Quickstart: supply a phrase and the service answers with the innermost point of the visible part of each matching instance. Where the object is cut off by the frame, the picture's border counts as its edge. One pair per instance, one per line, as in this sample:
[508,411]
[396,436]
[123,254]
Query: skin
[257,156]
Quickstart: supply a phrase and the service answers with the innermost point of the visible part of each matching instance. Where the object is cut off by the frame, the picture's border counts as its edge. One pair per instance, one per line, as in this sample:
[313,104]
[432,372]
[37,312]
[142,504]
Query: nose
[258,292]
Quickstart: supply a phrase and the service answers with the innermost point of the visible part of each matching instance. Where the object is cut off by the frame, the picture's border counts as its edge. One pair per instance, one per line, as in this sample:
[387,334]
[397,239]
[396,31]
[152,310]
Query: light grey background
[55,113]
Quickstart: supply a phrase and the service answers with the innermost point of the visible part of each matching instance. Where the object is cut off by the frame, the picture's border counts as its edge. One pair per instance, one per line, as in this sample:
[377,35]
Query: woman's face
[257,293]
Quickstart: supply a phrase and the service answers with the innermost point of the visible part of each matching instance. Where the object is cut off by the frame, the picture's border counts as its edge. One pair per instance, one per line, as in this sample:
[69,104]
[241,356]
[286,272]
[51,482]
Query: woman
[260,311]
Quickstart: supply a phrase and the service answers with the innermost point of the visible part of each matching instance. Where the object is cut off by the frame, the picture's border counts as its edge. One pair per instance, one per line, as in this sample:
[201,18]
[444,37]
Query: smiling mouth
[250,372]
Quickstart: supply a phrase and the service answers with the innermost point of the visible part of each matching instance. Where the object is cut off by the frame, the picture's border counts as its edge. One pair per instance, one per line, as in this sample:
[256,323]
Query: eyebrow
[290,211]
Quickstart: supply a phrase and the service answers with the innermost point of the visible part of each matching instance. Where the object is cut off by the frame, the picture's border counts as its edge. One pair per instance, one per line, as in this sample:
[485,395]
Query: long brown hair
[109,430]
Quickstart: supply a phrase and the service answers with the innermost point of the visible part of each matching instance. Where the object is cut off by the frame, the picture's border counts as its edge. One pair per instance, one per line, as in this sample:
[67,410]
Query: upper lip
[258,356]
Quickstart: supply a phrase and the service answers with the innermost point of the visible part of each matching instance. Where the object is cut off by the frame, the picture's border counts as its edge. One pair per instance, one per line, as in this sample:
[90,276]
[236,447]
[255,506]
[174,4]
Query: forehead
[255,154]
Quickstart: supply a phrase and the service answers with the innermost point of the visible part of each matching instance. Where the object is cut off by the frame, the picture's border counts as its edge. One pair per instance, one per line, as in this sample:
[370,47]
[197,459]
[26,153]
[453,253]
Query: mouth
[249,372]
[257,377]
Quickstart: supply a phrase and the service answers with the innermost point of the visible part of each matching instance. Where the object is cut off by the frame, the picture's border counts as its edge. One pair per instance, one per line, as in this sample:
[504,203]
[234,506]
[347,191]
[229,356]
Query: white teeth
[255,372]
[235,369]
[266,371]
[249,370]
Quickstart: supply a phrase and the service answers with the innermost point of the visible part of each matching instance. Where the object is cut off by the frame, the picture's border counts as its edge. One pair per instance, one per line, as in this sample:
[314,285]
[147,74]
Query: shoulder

==========

Could you reproduce every entry above exactly as written?

**RESPONSE TO THE EXERCISE**
Quickstart: supply a phrase and the service answers with the innermost point of the visible part of each matching instance. Where the object is cut off by the frame, the picture's border counts as its edge. One pair per instance, one per line, as in this sample:
[508,411]
[396,436]
[123,254]
Query: skin
[257,156]
Quickstart: supply a phrase and the service answers with the innermost point of the visible part of each matching instance. Where the object is cut off by the frame, the picture's border counts as its edge. One pair per instance, one per line, as in this sample:
[313,104]
[432,372]
[37,312]
[142,504]
Query: nose
[258,292]
Quickstart: supply a phrase and the service answers with the innermost point of the visible part of each matching instance. Where the object is cut off by the frame, the picture's border counts as its edge. One pair per instance, one per line, as in this sample:
[387,334]
[397,239]
[396,31]
[152,310]
Query: light grey background
[55,113]
Quickstart: supply a phrase and the service answers with the innermost point of the visible part of each matching instance. Where the object is cut off by the frame, the picture's border counts as its edge. One pair per instance, one per line, as in this sample:
[377,35]
Query: woman's face
[257,293]
Quickstart: supply a phrase and the service answers with the innermost point of the visible part of each matching instance. Where the object is cut off by the frame, the picture's border counts as its edge. One pair per instance, one per line, as in this sample:
[69,104]
[241,356]
[286,272]
[51,482]
Query: woman
[260,311]
Quickstart: supply a phrase and the service answers with the innermost point of the visible part of each matching instance. Where the object is cut off by the frame, the picture's border counts as its edge. One pair per instance, one per line, as in this sample:
[201,18]
[444,37]
Query: smiling mouth
[250,372]
Quickstart: supply a phrase and the service answers with the innermost point of the visible part of each matching instance. Where the object is cut off by the frame, the picture's border counts as its edge. One pair per instance, one per line, as in this sample:
[256,323]
Query: eyebrow
[290,211]
Quickstart: supply a phrase and the service answers with the innermost point of the visible part of each matching instance. Where the object is cut off by the frame, the picture's border counts as its edge. One pair per instance, one per line, as in this sample:
[485,395]
Query: long brown hair
[109,430]
Quickstart: supply a phrase and the service answers with the innermost point of the visible part of each matching instance. Where the object is cut off by the frame, the picture's border counts as its edge. One pair per instance, one per line, as in this sample:
[67,410]
Query: upper lip
[258,356]
Quickstart: supply a phrase and the service answers with the innermost point of the visible part of each matching instance. Where the object is cut off by the frame, the picture's border counts as its edge. One pair per instance, one per line, as in this sample:
[90,276]
[236,447]
[255,506]
[174,4]
Query: forehead
[255,154]
Quickstart: supply a phrase and the service answers with the innermost point of the visible part of each matching instance. Where the object is cut off by the frame, the picture's border counts as its edge. One pair per instance, one per line, as in this sample:
[370,47]
[197,459]
[26,153]
[453,253]
Query: mouth
[249,372]
[257,377]
Quickstart: supply a phrase and the service answers with the innermost point of the visible part of each matching instance. Where the object is cut off by the frame, the picture's border counts as its edge. One pair per instance, one per line, as in this sample:
[504,203]
[234,506]
[347,191]
[229,356]
Query: white teeth
[255,372]
[235,369]
[266,371]
[249,370]
Quickstart: supply a phrase and the service answers with the innermost point of the visible part of each matching instance. Where the object is cut off by the frame, the picture's border counts as its edge. One pair per instance, one per line, as in this sample:
[314,285]
[147,74]
Query: shoulder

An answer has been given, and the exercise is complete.